### WORKING DATA

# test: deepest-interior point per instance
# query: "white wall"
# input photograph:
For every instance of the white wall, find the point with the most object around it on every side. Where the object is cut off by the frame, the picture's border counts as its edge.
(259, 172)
==
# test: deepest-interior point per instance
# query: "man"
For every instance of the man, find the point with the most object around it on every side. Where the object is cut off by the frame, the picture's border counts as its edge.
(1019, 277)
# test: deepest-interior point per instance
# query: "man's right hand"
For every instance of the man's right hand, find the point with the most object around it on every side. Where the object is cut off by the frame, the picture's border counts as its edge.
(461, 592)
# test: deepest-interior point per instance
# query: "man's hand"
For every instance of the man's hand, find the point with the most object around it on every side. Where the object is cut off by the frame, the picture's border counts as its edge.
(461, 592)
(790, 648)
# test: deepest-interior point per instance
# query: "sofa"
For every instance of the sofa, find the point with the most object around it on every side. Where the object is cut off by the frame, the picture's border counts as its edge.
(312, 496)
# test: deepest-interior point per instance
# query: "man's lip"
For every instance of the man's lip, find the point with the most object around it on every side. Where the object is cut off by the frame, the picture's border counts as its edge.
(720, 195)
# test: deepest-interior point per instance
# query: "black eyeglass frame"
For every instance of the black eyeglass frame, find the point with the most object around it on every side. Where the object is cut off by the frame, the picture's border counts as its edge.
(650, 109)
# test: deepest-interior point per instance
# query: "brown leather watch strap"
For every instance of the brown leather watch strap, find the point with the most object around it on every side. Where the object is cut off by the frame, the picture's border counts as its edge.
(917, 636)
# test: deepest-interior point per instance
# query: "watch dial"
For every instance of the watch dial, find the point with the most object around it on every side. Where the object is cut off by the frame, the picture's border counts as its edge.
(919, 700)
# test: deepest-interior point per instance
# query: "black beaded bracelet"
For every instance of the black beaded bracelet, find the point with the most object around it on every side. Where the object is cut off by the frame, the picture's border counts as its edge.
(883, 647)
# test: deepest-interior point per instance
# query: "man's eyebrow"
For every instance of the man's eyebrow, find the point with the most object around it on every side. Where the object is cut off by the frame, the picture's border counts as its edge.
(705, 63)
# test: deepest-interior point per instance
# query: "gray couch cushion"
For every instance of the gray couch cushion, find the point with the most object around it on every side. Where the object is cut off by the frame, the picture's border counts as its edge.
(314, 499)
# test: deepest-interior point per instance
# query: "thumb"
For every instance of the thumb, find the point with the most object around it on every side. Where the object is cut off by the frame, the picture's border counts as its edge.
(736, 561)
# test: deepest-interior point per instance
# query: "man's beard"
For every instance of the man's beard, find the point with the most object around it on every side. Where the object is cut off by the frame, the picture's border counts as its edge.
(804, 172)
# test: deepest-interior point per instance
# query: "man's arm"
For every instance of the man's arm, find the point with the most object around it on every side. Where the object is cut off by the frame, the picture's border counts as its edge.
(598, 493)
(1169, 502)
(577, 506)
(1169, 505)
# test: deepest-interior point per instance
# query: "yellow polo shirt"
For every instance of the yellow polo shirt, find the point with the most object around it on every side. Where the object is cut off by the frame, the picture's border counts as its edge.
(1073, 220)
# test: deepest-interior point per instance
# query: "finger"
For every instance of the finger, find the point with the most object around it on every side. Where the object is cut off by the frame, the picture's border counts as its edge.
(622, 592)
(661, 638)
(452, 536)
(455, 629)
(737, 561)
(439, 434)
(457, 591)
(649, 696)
---
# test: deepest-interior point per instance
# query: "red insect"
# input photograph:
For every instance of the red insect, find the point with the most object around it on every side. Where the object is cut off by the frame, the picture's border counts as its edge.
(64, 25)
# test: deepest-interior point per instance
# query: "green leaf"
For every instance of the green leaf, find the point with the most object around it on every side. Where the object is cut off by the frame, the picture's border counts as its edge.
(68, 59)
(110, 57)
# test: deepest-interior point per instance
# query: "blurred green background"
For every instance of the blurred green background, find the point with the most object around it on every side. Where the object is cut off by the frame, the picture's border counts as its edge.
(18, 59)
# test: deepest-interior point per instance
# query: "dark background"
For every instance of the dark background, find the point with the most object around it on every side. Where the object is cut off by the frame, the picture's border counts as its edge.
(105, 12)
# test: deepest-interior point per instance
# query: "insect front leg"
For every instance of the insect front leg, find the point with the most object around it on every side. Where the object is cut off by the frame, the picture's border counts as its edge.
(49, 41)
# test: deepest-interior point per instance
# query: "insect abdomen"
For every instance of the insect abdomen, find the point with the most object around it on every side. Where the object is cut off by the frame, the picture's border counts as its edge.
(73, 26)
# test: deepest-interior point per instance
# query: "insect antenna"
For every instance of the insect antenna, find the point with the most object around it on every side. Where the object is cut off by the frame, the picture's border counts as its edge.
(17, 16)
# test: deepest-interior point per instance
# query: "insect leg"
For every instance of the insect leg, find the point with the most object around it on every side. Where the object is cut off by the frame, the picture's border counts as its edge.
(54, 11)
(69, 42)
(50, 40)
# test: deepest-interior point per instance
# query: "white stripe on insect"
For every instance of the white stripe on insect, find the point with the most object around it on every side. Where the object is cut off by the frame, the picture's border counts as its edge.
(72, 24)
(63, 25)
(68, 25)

### PROBLEM REQUIREMENTS
Extract every line of the records above that contains the word "leather", with case counting.

### ANSWER IN FULL
# query: "brown leather watch strap"
For every instance of the brown leather watch strap, find the point with the most object around it on every side. Where the object is cut off by the frame, the picture's border counts as its edge.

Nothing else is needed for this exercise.